▶

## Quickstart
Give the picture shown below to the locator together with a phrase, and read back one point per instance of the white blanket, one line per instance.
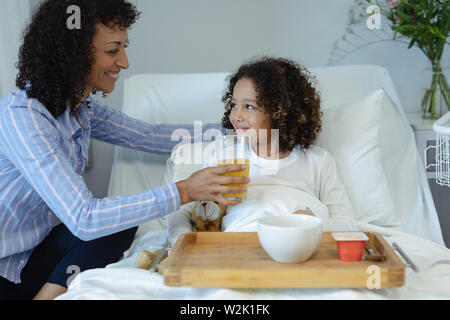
(123, 280)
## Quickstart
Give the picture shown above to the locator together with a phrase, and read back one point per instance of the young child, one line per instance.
(276, 93)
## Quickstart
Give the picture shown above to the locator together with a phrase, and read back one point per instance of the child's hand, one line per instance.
(303, 212)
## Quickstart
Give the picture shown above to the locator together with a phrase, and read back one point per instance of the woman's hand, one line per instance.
(208, 185)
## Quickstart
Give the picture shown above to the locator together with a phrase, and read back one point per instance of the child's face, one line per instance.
(245, 112)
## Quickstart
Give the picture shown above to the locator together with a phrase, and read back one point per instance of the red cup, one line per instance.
(350, 245)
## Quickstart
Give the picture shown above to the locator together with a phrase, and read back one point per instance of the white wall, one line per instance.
(218, 35)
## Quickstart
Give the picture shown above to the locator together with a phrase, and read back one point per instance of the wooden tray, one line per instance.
(237, 260)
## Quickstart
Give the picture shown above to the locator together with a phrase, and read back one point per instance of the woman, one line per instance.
(45, 129)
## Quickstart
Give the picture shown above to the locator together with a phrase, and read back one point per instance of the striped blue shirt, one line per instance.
(41, 162)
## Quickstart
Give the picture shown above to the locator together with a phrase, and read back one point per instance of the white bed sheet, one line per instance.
(124, 281)
(152, 98)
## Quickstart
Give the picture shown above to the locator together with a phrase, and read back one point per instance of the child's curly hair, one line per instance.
(285, 92)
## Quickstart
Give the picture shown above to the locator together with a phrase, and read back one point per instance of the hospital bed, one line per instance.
(364, 129)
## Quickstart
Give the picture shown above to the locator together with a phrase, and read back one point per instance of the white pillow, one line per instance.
(350, 133)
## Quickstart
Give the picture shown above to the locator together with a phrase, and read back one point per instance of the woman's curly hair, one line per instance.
(55, 60)
(285, 91)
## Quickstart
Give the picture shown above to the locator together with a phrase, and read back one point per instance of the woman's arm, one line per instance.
(115, 127)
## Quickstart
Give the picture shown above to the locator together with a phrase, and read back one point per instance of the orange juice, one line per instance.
(243, 173)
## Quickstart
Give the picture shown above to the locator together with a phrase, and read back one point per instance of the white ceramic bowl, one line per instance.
(290, 239)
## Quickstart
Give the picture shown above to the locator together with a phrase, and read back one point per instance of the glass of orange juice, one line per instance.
(234, 149)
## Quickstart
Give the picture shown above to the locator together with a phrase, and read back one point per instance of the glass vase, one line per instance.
(435, 89)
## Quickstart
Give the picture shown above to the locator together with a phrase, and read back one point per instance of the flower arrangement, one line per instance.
(427, 24)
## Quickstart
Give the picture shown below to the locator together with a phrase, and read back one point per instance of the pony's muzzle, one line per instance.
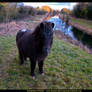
(46, 50)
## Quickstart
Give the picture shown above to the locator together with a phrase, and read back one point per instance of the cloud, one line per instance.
(56, 5)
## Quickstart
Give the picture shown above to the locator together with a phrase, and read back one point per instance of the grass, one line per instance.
(82, 22)
(67, 66)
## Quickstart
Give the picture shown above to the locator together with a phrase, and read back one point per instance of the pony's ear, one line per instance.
(52, 25)
(41, 25)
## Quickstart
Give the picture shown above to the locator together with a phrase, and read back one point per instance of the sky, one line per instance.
(53, 5)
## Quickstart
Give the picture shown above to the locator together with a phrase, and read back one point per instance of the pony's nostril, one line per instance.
(47, 50)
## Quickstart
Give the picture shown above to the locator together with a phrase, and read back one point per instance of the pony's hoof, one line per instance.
(43, 74)
(33, 77)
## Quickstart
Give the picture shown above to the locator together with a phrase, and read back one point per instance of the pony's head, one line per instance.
(46, 32)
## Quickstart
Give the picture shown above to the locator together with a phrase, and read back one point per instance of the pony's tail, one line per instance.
(20, 34)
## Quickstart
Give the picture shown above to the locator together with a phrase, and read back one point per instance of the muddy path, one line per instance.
(13, 27)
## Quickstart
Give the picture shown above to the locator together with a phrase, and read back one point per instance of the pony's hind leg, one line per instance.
(21, 59)
(40, 64)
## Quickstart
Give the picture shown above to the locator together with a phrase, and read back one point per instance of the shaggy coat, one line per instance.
(35, 45)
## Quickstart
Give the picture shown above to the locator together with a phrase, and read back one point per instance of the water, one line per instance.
(72, 32)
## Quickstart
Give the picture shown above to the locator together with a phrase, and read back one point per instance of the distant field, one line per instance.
(82, 22)
(67, 66)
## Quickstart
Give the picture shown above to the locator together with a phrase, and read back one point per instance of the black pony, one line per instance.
(35, 45)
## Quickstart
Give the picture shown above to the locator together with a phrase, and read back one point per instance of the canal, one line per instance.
(72, 32)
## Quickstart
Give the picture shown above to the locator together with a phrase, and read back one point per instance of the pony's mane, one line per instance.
(36, 32)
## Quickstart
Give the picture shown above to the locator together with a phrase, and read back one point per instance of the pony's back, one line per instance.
(21, 33)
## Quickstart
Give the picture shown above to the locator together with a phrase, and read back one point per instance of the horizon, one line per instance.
(55, 5)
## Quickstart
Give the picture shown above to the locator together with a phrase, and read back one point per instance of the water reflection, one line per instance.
(72, 32)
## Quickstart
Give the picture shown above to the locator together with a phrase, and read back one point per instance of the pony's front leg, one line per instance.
(40, 64)
(33, 65)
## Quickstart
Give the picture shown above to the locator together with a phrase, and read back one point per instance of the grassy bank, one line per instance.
(82, 22)
(67, 66)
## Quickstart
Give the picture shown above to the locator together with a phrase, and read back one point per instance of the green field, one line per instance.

◀

== What needs to be done ==
Repeat the preceding records precisely, and leave every picture out of the copy.

== Expected answer ==
## Quickstart
Give the picture shown below to the locator together with a phrase, and read back one point per instance of the white blanket, one line per instance.
(123, 280)
## Quickstart
Give the picture shown above to the locator together with a phrase, and read back one point per instance of the young child, one line per instance.
(276, 93)
## Quickstart
Give the picture shown above to the locator together with a phrase, and read back one point per instance of the child's hand, one line per instance.
(303, 212)
## Quickstart
Give the picture shown above to the locator together with a phrase, and read back one point per instance of the woman's hand, one line per instance.
(208, 185)
## Quickstart
Give the picture shown above to the locator together with a phrase, and read back one point per instance of the child's face, one line per instance.
(245, 112)
## Quickstart
Give the picture shown above to the locator together with a phrase, and read back one point per instance of the red cup, one line per instance.
(350, 245)
## Quickstart
Give the picture shown above to the locator together with a phrase, and read back one point per instance of the white wall, one line per instance.
(218, 35)
## Quickstart
Give the picture shown above to the locator together with a phrase, and read back one point per instance of the wooden tray, one line per instance.
(237, 260)
## Quickstart
Give the picture shown above to the locator together with a phrase, and read back one point per instance of the woman, one line per instance.
(45, 129)
## Quickstart
Give the picture shown above to the locator together with a phrase, and read back one point per instance of the striped blue shirt, one line per instance.
(41, 162)
## Quickstart
Give the picture shown above to the locator together with a phrase, and read back one point per instance of the white bed sheet, one line per instance.
(124, 281)
(152, 98)
## Quickstart
Give the picture shown above to the locator together with a phrase, and read back one point per instance of the child's curly hair, one line per instance.
(285, 92)
## Quickstart
Give the picture shown above to the locator together with a phrase, and read back one point per instance of the hospital bed, one line per instance.
(364, 129)
## Quickstart
Give the picture shown above to the locator together with a phrase, and read back one point per instance of the white pillow, one line per instance.
(350, 133)
## Quickstart
Give the picture shown above to the locator together with a phrase, and read back one point per instance of the woman's curly hair, one line per instance.
(55, 60)
(285, 91)
## Quickstart
Give the picture shown above to the locator together with a phrase, and read back one point per instance of the woman's arm, one line per instance.
(115, 127)
## Quickstart
Give the picture shown above to the locator together with a phrase, and read back one point per instance of the orange juice, one line per instance.
(243, 173)
## Quickstart
Give the picture shown above to the locator together with a phrase, and read back one point per instance of the white ceramic bowl, one line per instance.
(290, 239)
## Quickstart
Give the picture shown above to the locator together with a phrase, and read back one point per instance of the glass of orange juice, one line per instance.
(234, 149)
## Quickstart
Give the picture shown above to the locator together with a phrase, and read back one point per instance of the glass vase, one line per instance.
(435, 89)
## Quickstart
Give the picture shown above to the locator together with a phrase, and read back one point per instance of the flower arrangement, one line per instance.
(427, 24)
## Quickstart
Give the picture shown below to the locator together with a phrase, and read back one point per instance of the pony's muzzle, one line per instance.
(46, 50)
## Quickstart
Give the picture shown above to the locator together with a phrase, and read back one point per instance of the cloud, one line per instance.
(56, 5)
## Quickstart
Give the picture shown above to the locator together with a phrase, and read back one point per instance of the grass, one line per instance.
(82, 22)
(67, 66)
## Quickstart
Give the picture shown above to the locator together with a phrase, and read back one point per instance of the pony's ear, one line per instance.
(52, 25)
(41, 25)
## Quickstart
Give the picture shown above to the locator together with a phrase, and read back one point per instance of the sky, one line per instance.
(53, 5)
## Quickstart
Give the picture shown above to the locator together with a phrase, and read back one point per instance of the pony's nostril, one line per instance.
(47, 50)
## Quickstart
Give the picture shown above to the locator together with a phrase, and read back one point per instance of the pony's hoof, one line per instance.
(43, 74)
(33, 77)
## Quickstart
Give the picture shown above to the locator together with a phrase, and read back one point per instance of the pony's head, one line per instance.
(46, 32)
## Quickstart
Give the picture shown above to the locator together with a phrase, and read back one point per instance of the pony's tail, one line per instance.
(20, 34)
## Quickstart
Give the picture shown above to the locator together with a phrase, and read back one point per instance of the muddy path, one line per instance.
(13, 27)
## Quickstart
Give the picture shown above to the locator together with a phrase, and read back one point per instance of the pony's hind leg, one line per instance.
(21, 59)
(40, 64)
## Quickstart
Give the picture shown above to the locator together with a phrase, and read back one point per instance of the shaggy coat, one line per instance.
(35, 45)
## Quickstart
Give the picture shown above to the locator together with a phrase, and read back one point per instance of the water, one line per instance.
(72, 32)
## Quickstart
Give the picture shown above to the locator together with a phrase, and read back one point per instance of the distant field, one line per instance.
(82, 22)
(67, 66)
## Quickstart
Give the picture shown above to the locator together with a phrase, and read back one point per instance of the black pony, one line per instance.
(35, 45)
## Quickstart
Give the picture shown above to the locator together with a phrase, and read back one point per instance of the canal, one line per instance.
(72, 32)
## Quickstart
Give the picture shown above to the locator together with a phrase, and read back one point per instance of the pony's mane, one line per instance.
(36, 32)
## Quickstart
Give the picture shown above to the locator together with a phrase, and read back one point per instance of the pony's back, one line per instance.
(21, 33)
## Quickstart
Give the picture shown above to the locator together with a phrase, and read back one point per instance of the horizon, one line per instance.
(55, 5)
## Quickstart
Give the picture shown above to the locator together with a phrase, and read back one point per instance of the water reflection, one line per instance.
(72, 32)
## Quickstart
Give the picture shown above to the locator together with a phrase, and read back one point per instance of the pony's front leg, one line per instance.
(40, 64)
(33, 65)
## Quickstart
Give the picture shown above to the locator together with a phrase, and read back one point per instance of the grassy bank, one line per instance.
(82, 22)
(67, 66)
## Quickstart
Give the picture shown above to the locator together with a phrase, and read back one point per instance of the green field, one line per instance.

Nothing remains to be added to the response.